What to do: Put the stretch of data from the line containing "object=field" through the line containing "[86,72,339,287]" into a two-column CSV headed "prompt" and "boxes". Each row pairs one text with its answer, each in a single quoted field with line breaks replaced by spaces, and the pictures are left out.

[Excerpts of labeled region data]
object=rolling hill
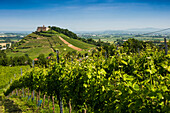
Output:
[7,28,95,59]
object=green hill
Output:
[7,28,95,59]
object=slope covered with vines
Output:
[5,44,170,113]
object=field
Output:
[7,33,95,59]
[58,35,95,49]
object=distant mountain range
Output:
[76,28,170,35]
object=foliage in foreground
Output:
[5,47,170,113]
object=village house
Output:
[37,25,49,32]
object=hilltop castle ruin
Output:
[37,25,49,32]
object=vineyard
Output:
[1,47,170,113]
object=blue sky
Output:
[0,0,170,31]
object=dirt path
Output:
[59,36,82,51]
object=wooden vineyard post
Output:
[36,92,38,105]
[68,100,72,113]
[59,97,63,113]
[164,38,168,55]
[32,60,34,102]
[138,48,140,56]
[38,90,41,106]
[28,88,30,98]
[56,50,63,113]
[42,94,45,108]
[48,96,50,109]
[105,51,107,60]
[52,96,55,113]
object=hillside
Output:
[7,27,95,58]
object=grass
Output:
[0,66,30,91]
[0,92,75,113]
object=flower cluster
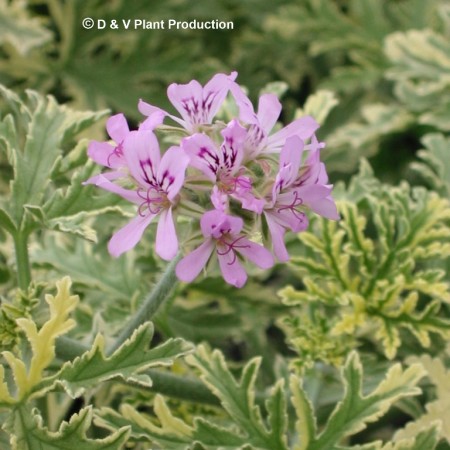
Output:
[86,72,339,287]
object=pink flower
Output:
[231,83,319,161]
[176,210,274,288]
[88,112,164,180]
[264,136,339,262]
[138,72,237,133]
[88,114,130,178]
[181,120,264,213]
[86,130,189,260]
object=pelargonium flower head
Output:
[88,130,189,260]
[264,136,339,262]
[176,210,274,288]
[231,83,319,161]
[88,112,164,179]
[138,72,237,133]
[181,120,264,213]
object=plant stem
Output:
[14,231,31,291]
[109,253,181,353]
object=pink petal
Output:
[139,110,167,131]
[200,209,244,239]
[220,119,247,174]
[108,214,155,258]
[266,116,319,153]
[88,141,114,167]
[264,213,289,262]
[83,172,142,204]
[155,208,178,261]
[280,136,304,186]
[217,246,247,288]
[258,94,281,134]
[123,130,161,186]
[106,114,130,144]
[235,238,274,269]
[292,184,333,206]
[175,239,214,283]
[181,133,220,182]
[158,147,190,201]
[230,83,258,124]
[138,99,167,116]
[211,186,228,213]
[203,72,237,123]
[167,80,203,129]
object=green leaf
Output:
[299,353,425,450]
[0,0,52,55]
[411,133,450,197]
[0,208,16,234]
[97,346,433,450]
[51,323,192,397]
[4,404,129,450]
[33,238,141,306]
[385,29,450,117]
[0,277,79,403]
[295,90,339,124]
[188,347,287,449]
[25,151,120,242]
[280,163,450,366]
[2,88,104,228]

Solution below:
prompt,boxes
"object=field Output:","[7,33,95,59] [58,35,95,49]"
"object=distant mountain range Output:","[76,28,170,35]"
"object=foliage in foreground Output:","[5,47,170,113]"
"object=village house Output:","[37,25,49,32]"
"object=hilltop castle ruin Output:","[37,25,49,32]"
"object=vineyard Output:","[1,47,170,113]"
"object=blue sky Output:","[0,0,170,31]"
"object=dirt path Output:","[59,36,82,51]"
"object=wooden vineyard post Output:","[36,92,38,105] [68,100,72,113] [59,97,63,113] [164,38,168,55] [32,60,34,102] [138,48,140,56] [38,90,41,106] [28,88,30,98] [56,50,63,113] [42,94,45,108] [48,96,50,109] [105,51,107,60] [52,96,55,113]"
"object=hillside Output:","[7,27,95,58]"
"object=grass Output:","[0,66,30,91] [0,92,75,113]"
"object=flower cluster Output:","[86,72,339,287]"